Stated goal A » Please repeat the Chicago trip post word for word, from "WDW - Oven-baked" to "work for you.".
___ Text to read
Wednesday, October 22, 2008

WDW - Oven-baked Favorites

As you read this, I'm in Chicago! I got to tag along on a business trip with Rich. Perhaps as your reading, I'm eating a steak at Morton's of Chicago, or enjoying the view from the Signature Room on the 96th (!) floor of the John Hancock building. I can't wait to taste Chicago deep-dish pizza and go on a culinary walking tour of the city. I'm sure I will inform you of all things food-related when I return! For now, I will leave you with two great recipes where your oven does all the work for you.
______
___ Data shown
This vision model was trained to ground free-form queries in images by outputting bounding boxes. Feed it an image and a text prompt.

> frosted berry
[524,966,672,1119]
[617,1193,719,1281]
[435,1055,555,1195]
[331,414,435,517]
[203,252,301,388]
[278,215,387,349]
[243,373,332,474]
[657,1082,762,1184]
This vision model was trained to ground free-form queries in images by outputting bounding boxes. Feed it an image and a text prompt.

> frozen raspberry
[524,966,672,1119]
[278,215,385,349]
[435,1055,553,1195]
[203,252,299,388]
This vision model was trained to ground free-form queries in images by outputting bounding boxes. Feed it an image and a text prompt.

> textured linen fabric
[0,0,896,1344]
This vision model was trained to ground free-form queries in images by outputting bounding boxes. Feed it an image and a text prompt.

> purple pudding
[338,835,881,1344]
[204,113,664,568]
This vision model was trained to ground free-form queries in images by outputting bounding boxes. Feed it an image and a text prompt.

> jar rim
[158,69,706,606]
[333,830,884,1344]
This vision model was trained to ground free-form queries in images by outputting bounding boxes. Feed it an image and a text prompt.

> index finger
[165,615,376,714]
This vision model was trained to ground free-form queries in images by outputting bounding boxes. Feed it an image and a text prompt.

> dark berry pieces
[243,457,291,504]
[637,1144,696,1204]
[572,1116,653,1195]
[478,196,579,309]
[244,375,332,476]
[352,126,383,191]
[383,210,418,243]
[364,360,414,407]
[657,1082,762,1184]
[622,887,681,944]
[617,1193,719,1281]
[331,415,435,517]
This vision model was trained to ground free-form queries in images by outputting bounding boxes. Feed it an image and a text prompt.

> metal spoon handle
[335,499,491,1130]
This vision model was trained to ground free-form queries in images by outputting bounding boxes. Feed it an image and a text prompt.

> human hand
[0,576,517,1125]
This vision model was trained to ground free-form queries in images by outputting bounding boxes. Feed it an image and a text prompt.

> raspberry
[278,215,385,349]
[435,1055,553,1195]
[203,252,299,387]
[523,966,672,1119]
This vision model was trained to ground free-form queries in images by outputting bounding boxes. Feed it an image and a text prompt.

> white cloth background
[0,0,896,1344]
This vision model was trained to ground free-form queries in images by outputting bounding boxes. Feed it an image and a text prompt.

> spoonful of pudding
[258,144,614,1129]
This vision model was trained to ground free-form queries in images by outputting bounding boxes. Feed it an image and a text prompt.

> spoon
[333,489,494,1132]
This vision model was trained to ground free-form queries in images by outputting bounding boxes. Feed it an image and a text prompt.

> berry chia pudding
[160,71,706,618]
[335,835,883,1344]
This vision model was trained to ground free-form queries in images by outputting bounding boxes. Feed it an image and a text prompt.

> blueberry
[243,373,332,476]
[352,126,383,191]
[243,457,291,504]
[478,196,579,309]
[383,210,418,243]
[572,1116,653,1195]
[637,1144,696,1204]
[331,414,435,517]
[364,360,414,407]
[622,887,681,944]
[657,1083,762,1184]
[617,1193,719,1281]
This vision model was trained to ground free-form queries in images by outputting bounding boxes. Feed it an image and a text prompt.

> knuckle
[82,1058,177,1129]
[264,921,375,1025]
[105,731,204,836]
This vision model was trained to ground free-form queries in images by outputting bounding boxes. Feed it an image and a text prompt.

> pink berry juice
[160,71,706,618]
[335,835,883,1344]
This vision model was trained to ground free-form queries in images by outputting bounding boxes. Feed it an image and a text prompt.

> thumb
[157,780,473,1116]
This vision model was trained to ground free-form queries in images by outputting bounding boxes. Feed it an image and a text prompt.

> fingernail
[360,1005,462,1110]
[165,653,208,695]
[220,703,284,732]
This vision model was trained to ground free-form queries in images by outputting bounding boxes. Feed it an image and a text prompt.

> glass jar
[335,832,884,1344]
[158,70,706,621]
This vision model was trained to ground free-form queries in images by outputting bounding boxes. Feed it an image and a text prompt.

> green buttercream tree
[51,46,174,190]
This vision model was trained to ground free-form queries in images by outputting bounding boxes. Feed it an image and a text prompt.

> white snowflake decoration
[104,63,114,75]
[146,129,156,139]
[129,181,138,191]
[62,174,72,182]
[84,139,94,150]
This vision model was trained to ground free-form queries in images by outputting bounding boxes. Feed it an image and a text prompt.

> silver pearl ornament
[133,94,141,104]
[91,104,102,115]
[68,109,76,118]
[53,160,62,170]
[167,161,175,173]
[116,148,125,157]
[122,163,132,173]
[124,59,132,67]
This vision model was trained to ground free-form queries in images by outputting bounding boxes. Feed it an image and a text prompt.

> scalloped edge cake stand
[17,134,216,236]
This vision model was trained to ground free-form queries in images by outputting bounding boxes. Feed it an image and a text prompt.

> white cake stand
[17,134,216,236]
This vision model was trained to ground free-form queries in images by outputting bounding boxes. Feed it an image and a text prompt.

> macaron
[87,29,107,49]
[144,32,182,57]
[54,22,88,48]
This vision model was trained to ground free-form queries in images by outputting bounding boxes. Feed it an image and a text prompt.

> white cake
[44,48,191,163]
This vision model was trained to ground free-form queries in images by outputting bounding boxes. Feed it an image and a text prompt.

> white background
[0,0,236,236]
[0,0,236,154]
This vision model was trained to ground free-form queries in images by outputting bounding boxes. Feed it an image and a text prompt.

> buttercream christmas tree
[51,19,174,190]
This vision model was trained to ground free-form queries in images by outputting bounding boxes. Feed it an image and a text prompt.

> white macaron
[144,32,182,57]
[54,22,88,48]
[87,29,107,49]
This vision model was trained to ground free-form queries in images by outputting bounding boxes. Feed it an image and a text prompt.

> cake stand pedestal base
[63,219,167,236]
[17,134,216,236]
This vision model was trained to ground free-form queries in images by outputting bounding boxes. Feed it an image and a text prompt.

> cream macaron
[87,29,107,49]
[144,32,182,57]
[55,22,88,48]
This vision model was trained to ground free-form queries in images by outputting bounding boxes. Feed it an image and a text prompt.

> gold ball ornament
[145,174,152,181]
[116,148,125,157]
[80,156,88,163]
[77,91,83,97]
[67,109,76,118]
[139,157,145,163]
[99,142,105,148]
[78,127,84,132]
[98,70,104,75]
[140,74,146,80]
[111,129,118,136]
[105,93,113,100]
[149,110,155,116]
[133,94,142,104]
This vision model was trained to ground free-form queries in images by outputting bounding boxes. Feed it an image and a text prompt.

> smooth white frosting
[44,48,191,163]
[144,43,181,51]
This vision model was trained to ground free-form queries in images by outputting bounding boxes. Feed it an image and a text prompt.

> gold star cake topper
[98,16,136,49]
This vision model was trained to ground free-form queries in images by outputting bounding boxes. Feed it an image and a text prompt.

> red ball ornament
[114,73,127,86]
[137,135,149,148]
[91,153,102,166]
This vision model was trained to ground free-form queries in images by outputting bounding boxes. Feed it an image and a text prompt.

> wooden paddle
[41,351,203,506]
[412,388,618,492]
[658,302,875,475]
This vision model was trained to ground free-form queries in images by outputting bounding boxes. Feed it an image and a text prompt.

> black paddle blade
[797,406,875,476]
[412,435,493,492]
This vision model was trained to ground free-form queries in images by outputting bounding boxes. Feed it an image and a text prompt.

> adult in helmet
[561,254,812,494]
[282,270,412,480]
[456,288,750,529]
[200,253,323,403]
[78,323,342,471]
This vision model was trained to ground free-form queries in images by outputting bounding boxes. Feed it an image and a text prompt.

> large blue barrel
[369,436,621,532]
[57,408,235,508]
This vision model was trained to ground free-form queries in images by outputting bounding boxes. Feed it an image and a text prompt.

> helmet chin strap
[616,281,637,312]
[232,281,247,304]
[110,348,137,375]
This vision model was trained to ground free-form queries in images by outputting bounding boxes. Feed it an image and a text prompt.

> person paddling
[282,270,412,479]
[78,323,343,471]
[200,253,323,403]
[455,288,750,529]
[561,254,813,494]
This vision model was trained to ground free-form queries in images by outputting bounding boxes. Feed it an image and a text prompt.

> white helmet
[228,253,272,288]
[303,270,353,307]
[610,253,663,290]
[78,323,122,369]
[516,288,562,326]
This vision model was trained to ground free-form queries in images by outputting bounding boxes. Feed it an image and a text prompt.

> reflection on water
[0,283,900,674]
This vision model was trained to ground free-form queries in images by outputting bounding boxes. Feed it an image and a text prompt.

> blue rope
______
Stated goal B » Rewrite only the records from their first line to the line with "[203,252,301,388]", putting "sugared berry" in place of "frosted berry" and keeping everything else the same.

Exercise response A »
WDW - Oven-baked Favorites

As you read this, I'm in Chicago! I got to tag along on a business trip with Rich. Perhaps as your reading, I'm eating a steak at Morton's of Chicago, or enjoying the view from the Signature Room on the 96th (!) floor of the John Hancock building. I can't wait to taste Chicago deep-dish pizza and go on a culinary walking tour of the city. I'm sure I will inform you of all things food-related when I return! For now, I will leave you with two great recipes where your oven does all the work for you.

Exercise response B »
This vision model was trained to ground free-form queries in images by outputting bounding boxes. Feed it an image and a text prompt.

> sugared berry
[524,966,672,1119]
[617,1193,719,1281]
[435,1055,555,1195]
[331,414,435,517]
[203,252,301,388]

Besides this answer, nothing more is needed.